Stored entries:
++++++
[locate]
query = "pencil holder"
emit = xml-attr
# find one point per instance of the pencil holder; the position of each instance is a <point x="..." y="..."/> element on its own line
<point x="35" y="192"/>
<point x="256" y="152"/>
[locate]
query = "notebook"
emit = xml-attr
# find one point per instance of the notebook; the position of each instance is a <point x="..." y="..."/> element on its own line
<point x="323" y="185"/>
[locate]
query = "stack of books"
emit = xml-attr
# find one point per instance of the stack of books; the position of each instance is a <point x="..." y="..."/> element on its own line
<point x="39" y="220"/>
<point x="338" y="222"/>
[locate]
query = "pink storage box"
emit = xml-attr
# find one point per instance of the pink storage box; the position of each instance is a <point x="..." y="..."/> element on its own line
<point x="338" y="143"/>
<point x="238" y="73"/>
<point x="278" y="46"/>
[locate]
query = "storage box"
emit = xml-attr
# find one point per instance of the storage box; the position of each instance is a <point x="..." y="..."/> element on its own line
++++++
(The task): Copy all data exactly, start to finish.

(Correct answer):
[locate]
query = "pencil holder"
emit = xml-attr
# find one point per instance of the pencil holder; the position of each instance is a <point x="..." y="..."/> element on its own line
<point x="35" y="192"/>
<point x="256" y="152"/>
[locate]
query = "notebook"
emit = xml-attr
# find one point per instance of the notebook; the position of each instance is a <point x="..." y="..."/> element on its own line
<point x="323" y="185"/>
[locate]
query = "stack of books"
emit = xml-attr
# find one point per instance of the stack of books; the position of each instance is a <point x="..." y="..."/> element on its own line
<point x="39" y="220"/>
<point x="338" y="222"/>
[locate]
query = "pink storage box"
emit = xml-attr
# find one point per instance of the pink storage box; the position of each instance is a <point x="..." y="..."/> element on its own line
<point x="338" y="143"/>
<point x="238" y="73"/>
<point x="278" y="46"/>
[locate]
query = "storage box"
emit = xml-attr
# find one point per instance of the storage box; the position of each instance is a <point x="..." y="..."/> element on its own line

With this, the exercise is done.